Cutting taxes, cutting the government's fuel excise take is out. But it's probably fair to say that there has been a bit of attention on the way that that tax is being taken out and of course that is currently linked to inflation on the 1st of February and the 1st of August when the inflation figures come out. The tax also goes up. Rather than cutting fuel excise what about preventing those two annual rises in future?

PRIME MINISTER:

Well that's the same because they're built into the budget.

KNIGHT:

They're built into the next 12-month budget?

PRIME MINISTER:

Yes.

KNIGHT:

Beyond that?

PRIME MINISTER:

Well we do it on a, you know, do it on a certain budget. But it is built into the budget. It's built right into the budget.

KNIGHT:

You have sympathy for the idea though?

PRIME MINISTER:

Oh look in isolation I have sympathy for the idea of having lower excise. But you've got to get the money from somewhere.

KNIGHT:

Sure. But in future rather than preventing those two annual excise rises which happen automatically when the CPI figures come out, what about changing so that it's done through the budget so that when the government presents its budget annually if the excise is going to go up you have the explain yourself?

■ WORK TO COMPLETE: Could you carry the fuel excise interview transcript on from its final line, starting after Knight's question about having excise increases justified in the annual budget? The records that come next are separate material, unrelated to the fuel excise interview.

■ RECORDS PROVIDED:
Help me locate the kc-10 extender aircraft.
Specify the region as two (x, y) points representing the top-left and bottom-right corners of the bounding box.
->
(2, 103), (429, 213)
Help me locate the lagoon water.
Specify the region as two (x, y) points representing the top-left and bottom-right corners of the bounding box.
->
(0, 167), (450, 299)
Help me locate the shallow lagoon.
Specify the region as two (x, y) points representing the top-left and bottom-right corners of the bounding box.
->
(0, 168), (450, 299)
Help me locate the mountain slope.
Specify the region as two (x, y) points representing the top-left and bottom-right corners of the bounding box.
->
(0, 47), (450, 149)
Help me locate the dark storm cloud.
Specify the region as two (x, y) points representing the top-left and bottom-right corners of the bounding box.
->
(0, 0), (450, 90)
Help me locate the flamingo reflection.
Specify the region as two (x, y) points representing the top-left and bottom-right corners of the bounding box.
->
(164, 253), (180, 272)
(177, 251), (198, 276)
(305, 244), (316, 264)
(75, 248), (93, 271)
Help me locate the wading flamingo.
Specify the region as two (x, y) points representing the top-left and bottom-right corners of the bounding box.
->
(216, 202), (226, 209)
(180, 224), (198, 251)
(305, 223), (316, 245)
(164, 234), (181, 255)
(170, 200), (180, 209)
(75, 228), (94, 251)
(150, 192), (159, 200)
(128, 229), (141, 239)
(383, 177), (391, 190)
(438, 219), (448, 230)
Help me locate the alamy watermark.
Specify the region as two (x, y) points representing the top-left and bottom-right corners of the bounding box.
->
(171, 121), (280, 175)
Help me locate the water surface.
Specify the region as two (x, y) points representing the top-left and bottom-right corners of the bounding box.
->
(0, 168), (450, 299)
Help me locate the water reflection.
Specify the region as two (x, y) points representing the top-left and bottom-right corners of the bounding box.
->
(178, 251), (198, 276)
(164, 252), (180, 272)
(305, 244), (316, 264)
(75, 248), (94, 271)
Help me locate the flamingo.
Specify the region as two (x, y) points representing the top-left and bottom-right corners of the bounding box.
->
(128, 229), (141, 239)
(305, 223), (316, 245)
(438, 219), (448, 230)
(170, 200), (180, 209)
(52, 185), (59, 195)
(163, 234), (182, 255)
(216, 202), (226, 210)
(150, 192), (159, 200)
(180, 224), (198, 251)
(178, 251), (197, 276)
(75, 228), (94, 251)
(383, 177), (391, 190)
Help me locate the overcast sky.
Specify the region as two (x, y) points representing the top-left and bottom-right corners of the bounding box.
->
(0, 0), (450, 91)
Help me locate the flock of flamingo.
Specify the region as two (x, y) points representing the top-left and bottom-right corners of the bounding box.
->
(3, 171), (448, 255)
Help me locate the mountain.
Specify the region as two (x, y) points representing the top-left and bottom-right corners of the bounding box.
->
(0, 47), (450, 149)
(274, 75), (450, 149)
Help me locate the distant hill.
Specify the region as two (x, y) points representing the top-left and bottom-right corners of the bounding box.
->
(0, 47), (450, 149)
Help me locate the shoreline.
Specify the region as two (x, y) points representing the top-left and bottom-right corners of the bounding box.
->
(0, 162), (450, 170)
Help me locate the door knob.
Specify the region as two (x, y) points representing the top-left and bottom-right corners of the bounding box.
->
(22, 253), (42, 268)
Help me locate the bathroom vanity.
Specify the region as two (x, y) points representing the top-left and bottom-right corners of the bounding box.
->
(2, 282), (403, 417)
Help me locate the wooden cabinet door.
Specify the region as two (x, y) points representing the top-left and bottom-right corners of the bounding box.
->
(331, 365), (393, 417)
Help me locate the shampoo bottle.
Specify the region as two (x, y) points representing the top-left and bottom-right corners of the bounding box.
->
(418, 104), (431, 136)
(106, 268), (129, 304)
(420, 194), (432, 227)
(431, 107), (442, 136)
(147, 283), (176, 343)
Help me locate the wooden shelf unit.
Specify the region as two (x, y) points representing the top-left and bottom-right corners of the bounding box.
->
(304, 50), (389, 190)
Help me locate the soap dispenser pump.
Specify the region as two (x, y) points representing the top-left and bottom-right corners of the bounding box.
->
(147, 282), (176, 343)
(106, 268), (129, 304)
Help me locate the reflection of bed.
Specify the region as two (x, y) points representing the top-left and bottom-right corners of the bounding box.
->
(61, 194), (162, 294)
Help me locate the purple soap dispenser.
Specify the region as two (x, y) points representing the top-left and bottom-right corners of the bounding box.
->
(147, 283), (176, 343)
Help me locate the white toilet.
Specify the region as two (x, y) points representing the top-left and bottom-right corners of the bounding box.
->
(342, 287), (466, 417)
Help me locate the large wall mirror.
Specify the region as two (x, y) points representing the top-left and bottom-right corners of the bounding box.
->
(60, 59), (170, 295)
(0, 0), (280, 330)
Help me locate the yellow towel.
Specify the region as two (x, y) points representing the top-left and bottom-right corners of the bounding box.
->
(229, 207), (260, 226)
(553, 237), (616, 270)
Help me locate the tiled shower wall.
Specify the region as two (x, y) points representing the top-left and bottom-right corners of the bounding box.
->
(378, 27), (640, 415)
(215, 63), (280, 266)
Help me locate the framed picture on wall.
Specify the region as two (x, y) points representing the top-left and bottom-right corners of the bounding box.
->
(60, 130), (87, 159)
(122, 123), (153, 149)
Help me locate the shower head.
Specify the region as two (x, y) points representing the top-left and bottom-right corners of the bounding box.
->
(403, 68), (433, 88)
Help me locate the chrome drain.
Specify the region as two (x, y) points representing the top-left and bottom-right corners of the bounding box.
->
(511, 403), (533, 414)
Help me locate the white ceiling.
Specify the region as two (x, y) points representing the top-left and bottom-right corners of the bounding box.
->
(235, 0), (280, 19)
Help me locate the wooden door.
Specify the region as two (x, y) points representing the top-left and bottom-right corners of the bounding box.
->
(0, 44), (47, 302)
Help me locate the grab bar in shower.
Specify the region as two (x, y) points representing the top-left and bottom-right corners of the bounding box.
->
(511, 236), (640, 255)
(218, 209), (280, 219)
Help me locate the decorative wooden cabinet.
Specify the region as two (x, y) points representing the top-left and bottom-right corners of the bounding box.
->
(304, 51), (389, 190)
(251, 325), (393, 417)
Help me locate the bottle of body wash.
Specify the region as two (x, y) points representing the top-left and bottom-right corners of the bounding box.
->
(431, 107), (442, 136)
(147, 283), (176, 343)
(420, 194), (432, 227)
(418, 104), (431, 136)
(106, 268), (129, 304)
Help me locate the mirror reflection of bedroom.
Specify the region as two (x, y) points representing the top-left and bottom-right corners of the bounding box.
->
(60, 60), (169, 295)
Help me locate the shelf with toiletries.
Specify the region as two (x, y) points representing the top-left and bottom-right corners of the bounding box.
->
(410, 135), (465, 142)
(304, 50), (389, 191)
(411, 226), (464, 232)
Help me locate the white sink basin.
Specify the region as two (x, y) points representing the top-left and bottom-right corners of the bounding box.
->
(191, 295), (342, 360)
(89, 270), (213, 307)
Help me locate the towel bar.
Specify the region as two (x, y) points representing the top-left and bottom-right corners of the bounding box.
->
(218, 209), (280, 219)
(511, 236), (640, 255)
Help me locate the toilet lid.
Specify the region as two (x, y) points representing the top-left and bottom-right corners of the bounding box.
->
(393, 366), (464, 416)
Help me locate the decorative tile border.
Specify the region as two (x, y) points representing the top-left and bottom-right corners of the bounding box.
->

* * *

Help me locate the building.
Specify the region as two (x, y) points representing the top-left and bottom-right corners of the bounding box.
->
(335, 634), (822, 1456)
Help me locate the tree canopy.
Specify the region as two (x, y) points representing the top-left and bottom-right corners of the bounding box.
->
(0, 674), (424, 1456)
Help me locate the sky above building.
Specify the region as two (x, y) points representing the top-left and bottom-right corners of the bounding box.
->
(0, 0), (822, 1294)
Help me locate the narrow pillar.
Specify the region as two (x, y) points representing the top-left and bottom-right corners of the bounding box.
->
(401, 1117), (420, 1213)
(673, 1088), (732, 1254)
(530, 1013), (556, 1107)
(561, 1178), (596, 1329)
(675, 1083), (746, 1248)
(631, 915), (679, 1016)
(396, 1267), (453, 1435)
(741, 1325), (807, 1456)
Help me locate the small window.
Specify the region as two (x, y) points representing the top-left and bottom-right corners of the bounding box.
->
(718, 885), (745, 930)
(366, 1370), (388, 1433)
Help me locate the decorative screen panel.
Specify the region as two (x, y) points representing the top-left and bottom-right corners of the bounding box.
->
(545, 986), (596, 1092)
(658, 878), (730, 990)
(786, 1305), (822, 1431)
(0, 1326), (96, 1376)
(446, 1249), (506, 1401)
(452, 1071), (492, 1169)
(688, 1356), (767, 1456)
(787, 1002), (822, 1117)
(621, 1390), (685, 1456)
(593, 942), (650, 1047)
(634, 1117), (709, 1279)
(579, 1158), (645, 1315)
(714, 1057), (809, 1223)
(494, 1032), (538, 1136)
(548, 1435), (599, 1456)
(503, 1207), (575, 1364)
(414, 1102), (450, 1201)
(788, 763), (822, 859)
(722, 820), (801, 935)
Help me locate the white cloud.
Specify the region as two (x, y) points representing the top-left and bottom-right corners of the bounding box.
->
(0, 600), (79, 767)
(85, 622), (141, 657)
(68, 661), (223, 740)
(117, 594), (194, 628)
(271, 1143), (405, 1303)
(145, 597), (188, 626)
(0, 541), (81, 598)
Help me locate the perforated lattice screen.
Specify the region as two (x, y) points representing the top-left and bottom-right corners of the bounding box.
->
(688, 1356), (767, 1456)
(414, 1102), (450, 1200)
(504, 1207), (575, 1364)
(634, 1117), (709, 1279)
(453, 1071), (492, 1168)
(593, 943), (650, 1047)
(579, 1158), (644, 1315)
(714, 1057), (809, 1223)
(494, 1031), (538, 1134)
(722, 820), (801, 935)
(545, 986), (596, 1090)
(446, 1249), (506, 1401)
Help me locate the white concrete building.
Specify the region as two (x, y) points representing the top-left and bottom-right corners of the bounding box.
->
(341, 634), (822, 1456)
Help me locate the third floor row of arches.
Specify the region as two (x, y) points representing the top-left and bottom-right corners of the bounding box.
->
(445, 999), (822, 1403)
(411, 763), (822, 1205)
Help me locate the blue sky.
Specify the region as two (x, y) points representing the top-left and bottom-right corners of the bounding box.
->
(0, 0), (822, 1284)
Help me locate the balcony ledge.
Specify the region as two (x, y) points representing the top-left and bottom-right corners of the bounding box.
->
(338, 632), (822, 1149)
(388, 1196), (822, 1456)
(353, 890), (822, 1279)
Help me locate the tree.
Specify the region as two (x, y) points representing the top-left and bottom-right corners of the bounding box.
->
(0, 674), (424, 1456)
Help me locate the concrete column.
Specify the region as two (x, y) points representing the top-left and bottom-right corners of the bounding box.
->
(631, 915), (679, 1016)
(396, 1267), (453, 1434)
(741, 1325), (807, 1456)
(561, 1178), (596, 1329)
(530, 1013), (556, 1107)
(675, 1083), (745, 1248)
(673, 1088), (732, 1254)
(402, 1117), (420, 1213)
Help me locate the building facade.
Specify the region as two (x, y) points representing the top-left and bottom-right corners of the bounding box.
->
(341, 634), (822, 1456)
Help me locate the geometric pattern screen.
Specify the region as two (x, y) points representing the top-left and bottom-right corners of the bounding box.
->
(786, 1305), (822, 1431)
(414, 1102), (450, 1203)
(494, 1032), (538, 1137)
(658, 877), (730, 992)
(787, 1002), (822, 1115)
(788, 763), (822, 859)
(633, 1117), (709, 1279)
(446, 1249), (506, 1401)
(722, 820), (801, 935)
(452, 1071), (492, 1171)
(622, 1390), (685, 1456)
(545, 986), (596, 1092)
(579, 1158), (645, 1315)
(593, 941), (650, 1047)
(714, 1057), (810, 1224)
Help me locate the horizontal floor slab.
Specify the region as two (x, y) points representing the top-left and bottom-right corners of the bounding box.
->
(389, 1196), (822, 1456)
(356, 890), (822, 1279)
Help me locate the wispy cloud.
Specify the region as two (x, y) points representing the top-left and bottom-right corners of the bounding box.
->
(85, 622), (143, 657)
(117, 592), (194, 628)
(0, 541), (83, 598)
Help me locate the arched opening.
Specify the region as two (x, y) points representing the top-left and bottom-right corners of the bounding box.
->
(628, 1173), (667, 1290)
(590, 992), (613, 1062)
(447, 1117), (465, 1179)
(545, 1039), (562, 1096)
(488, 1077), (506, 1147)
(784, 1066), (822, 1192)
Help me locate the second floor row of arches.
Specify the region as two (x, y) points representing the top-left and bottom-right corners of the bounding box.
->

■ WRITTEN ANSWER:
PRIME MINISTER:

Well I don't know that it would produce a different result. I mean look Ben, if you're saying to me in future could we take out automatic indexation, I mean the answer is you can do that, do it quite easily. Take it out in relation to petrol, tobacco and alcohol and that would leave a hole in each budget of some hundreds of millions of dollars and you'd have to find that from somewhere else so you're back to where I was a moment ago. I mean there is no...see if I may say so with respect that sort of question suggests that somehow or other there's an easy painless never previously thought of solution to this and there's not. If there had of been it would have been lighted upon by the government a long time ago. We have built into the budget certain assumptions and if we get more, if we change those assumptions then you've got to replace them with something else. Now I'd like to sort of be talking about something else. I'd be much happier if people weren't understandably concerned about the price of petrol and I feel for them and I know how important a car is to the average Australian. I'm aware of this and I don't like it but I have to in the end accept responsibility for it and also explain why I can't see my way clear to changing the government's position.

KNIGHT:

Isn't responsibility the crux of the way the tax is structured at the moment?

PRIME MINISTER:

Yes it is.

KNIGHT:

At the moment you get two price rises a year, you don't have to explain them, they're automatic.

PRIME MINISTER:

Well I think I'm doing a lot of explaining at the moment.

KNIGHT:

Granted. But if you had to put them through the budget papers, leave excise at what it is at the moment. Let's just say there's nothing we can..

PRIME MINISTER:

What you're saying instead of having a half-yearly indexation you have a...

KNIGHT:

If you want to put the excise up do it through the budget.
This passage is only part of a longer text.